What Is ftrace?
{:.gc-basic}
Basic
ftrace is the Linux kernel’s built-in tracing framework. It lives in the kernel and writes to an in-kernel ring buffer — no external tools needed. It is accessed through a virtual filesystem called tracefs, mounted at /sys/kernel/debug/tracing/.
Unlike printk, ftrace is designed to be low-overhead and can trace thousands of functions per second without halting the system.
Mounting tracefs
# Most distros mount it automatically; if not:
$ mount -t tracefs none /sys/kernel/debug/tracing
# Verify it's mounted
$ ls /sys/kernel/debug/tracing/
available_events per_cpu/ tracing_on
available_filter_functions set_event trace
available_tracers set_ftrace_filter trace_clock
current_tracer set_ftrace_pid trace_marker
events/ snapshot trace_options
Key files explained
| File | Purpose |
|---|---|
tracing_on |
1 = tracing enabled, 0 = disabled |
current_tracer |
Which tracer is active |
available_tracers |
Tracers compiled into the kernel |
trace |
The ring buffer — read to get trace output |
set_ftrace_filter |
Limit function tracing to specific functions |
available_events |
All traceable events |
trace_marker |
Write timestamps/markers from user space |
Basic on/off tracing
# See available tracers
$ cat /sys/kernel/debug/tracing/available_tracers
hwlat blk mmiotrace function_graph wakeup_dl wakeup_rt wakeup function nop
# Enable function tracer
$ echo function > /sys/kernel/debug/tracing/current_tracer
# Start tracing
$ echo 1 > /sys/kernel/debug/tracing/tracing_on
# Do something... then stop
$ echo 0 > /sys/kernel/debug/tracing/tracing_on
# Read the trace
$ cat /sys/kernel/debug/tracing/trace
# tracer: function
#
# _-----=> irqs-off
# / _----=> need-resched
# | / _---=> hardirq/softirq
# || / _--=> preempt-depth
# ||| / delay
# TASK-PID CPU# |||| TIMESTAMP FUNCTION
# | | | |||| | |
<idle>-0 [000] d... 12345.678901: do_IRQ <-ret_from_intr
<idle>-0 [000] d... 12345.678910: handle_irq <-do_IRQ
bash-1234 [001] .... 12345.679001: sys_read <-do_syscall_64
bash-1234 [001] .... 12345.679010: vfs_read <-sys_read
Filtering by function
# Trace only do_sys_open
$ echo do_sys_open > /sys/kernel/debug/tracing/set_ftrace_filter
# Trace all functions in a module
$ echo ':mod:mydriver' > /sys/kernel/debug/tracing/set_ftrace_filter
# Trace all functions starting with "gpio_"

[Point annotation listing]
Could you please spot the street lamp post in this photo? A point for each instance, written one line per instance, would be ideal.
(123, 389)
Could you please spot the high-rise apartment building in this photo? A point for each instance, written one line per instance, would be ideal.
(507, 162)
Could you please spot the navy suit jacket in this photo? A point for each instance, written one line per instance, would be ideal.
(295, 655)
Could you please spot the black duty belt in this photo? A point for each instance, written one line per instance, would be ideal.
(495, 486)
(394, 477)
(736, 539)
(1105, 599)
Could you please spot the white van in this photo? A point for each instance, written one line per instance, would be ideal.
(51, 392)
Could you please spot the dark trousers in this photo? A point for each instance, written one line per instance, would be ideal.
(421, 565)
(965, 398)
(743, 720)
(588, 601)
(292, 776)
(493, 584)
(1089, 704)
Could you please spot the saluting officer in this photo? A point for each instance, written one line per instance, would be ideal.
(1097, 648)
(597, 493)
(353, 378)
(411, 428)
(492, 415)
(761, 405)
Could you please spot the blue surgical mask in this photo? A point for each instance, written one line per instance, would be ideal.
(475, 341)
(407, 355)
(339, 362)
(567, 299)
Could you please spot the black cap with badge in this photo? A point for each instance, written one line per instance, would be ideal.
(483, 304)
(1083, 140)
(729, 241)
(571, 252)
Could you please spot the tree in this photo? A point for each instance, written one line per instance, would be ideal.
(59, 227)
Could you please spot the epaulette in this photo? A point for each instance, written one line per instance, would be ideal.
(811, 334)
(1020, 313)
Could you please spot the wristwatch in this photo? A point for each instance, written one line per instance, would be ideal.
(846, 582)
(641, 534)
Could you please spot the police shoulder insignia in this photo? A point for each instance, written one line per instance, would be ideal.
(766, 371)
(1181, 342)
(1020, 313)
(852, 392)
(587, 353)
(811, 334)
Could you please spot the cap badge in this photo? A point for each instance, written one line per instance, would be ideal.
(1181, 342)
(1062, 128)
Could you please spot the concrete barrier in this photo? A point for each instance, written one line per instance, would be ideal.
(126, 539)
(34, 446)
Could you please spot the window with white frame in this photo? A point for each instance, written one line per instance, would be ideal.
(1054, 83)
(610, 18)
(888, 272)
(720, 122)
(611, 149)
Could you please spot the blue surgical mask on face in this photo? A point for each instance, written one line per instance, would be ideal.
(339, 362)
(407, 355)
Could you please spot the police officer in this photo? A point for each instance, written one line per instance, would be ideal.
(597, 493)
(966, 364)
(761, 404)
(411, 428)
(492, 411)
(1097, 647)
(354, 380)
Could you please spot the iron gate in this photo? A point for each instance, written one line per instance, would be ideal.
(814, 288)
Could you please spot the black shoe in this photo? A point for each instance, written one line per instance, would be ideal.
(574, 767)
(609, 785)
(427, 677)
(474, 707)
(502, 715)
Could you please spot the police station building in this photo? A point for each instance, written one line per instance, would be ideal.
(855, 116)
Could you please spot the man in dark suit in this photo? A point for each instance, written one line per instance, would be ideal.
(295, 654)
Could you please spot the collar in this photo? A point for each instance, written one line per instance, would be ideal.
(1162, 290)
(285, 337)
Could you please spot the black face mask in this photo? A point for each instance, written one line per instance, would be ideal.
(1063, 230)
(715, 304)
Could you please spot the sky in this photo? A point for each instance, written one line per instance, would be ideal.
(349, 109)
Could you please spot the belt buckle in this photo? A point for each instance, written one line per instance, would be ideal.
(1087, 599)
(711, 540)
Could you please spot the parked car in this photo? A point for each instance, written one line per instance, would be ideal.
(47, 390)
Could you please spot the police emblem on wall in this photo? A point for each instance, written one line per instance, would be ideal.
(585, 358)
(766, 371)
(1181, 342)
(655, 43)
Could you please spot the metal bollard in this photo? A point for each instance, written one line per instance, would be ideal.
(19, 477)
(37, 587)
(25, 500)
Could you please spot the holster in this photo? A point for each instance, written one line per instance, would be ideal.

Job A: In the ftrace article, at what path is the tracefs virtual filesystem mounted?
Job B: Write out the part of the ftrace article starting at "What Is ftrace?" and ending at "mounted at /sys/kernel/debug/tracing/.".
Job C: Continue the ftrace article from the point where it stops.
Nothing in the listing is needed here.

Written response A: /sys/kernel/debug/tracing/

Written response B:
What Is ftrace?
{:.gc-basic}
Basic
ftrace is the Linux kernel’s built-in tracing framework. It lives in the kernel and writes to an in-kernel ring buffer — no external tools needed. It is accessed through a virtual filesystem called tracefs, mounted at /sys/kernel/debug/tracing/.

Written response C:
$ echo 'gpio_*' > /sys/kernel/debug/tracing/set_ftrace_filter
# Clear the filter (trace all)
$ echo > /sys/kernel/debug/tracing/set_ftrace_filter
function_graph Tracer & Event Tracing
{:.gc-mid}
Intermediate
function_graph — See Call Depth and Duration
The function_graph tracer shows the full call tree with indentation and execution time for each function.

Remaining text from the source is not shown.